-- EXTRACTED INFORMATION follows --

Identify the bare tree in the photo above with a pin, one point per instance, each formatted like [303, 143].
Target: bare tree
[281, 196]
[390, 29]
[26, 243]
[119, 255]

-- EXTRACTED INFORMATION concluded --

THE TASK:
Print the entries once more, character for character.

ANSWER TO THE EXERCISE:
Identify the bare tree in the photo above with a pin, one point per instance, each formatted like [303, 143].
Target: bare tree
[281, 196]
[390, 29]
[26, 243]
[119, 255]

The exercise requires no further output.